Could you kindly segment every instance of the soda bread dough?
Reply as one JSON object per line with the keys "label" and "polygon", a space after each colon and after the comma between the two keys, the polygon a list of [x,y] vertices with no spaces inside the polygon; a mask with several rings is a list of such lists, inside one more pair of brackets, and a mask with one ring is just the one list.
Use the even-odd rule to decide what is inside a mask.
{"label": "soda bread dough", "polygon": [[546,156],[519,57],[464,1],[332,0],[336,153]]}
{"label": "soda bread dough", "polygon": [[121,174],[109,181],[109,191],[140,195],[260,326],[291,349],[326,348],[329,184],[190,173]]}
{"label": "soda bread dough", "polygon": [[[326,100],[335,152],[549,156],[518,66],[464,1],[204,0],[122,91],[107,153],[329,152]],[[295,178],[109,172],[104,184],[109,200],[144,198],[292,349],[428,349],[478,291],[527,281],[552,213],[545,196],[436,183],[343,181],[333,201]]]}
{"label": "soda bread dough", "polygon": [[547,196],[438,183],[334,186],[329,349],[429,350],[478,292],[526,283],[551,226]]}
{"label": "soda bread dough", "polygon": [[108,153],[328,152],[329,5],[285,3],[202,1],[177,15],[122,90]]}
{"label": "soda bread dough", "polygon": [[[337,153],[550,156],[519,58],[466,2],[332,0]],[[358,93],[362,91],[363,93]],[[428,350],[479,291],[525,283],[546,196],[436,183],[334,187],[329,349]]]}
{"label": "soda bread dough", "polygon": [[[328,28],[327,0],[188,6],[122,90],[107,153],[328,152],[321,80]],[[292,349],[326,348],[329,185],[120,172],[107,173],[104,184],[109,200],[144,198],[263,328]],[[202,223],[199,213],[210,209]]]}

:: Task ::
Restate each record word for word.

:: Answer ::
Could you kindly segment every instance of the soda bread dough?
Reply as one JSON object per line with the keys "label" and "polygon", a space after each colon and after the comma between the two keys, the polygon a list of [x,y] vertices with no spaces inside the polygon; a mask with several rings is a list of such lists, inside one more pair of brackets, and a mask with one ring is just the one list.
Use the even-odd rule to decide what is inside a mask.
{"label": "soda bread dough", "polygon": [[546,156],[519,57],[464,1],[332,0],[336,153]]}
{"label": "soda bread dough", "polygon": [[121,174],[109,181],[109,191],[140,195],[260,326],[291,349],[326,348],[329,184],[190,173]]}
{"label": "soda bread dough", "polygon": [[[326,100],[335,152],[549,156],[518,66],[464,1],[204,0],[122,91],[107,153],[329,152]],[[295,178],[109,172],[104,184],[109,200],[144,198],[292,349],[428,349],[478,291],[527,281],[552,213],[545,196],[436,183],[343,181],[333,201]]]}
{"label": "soda bread dough", "polygon": [[547,196],[438,183],[334,186],[329,349],[429,350],[478,292],[526,283],[551,226]]}
{"label": "soda bread dough", "polygon": [[108,153],[328,152],[329,5],[285,3],[202,1],[177,15],[122,90]]}
{"label": "soda bread dough", "polygon": [[[337,153],[550,156],[519,58],[466,2],[332,0]],[[358,93],[362,91],[363,93]],[[428,350],[479,291],[525,283],[546,196],[436,183],[334,187],[329,349]]]}
{"label": "soda bread dough", "polygon": [[[328,28],[327,0],[188,6],[122,90],[107,153],[328,152],[321,80]],[[292,349],[326,348],[329,185],[120,172],[107,173],[104,184],[109,200],[144,198],[263,328]],[[202,223],[199,213],[210,209]]]}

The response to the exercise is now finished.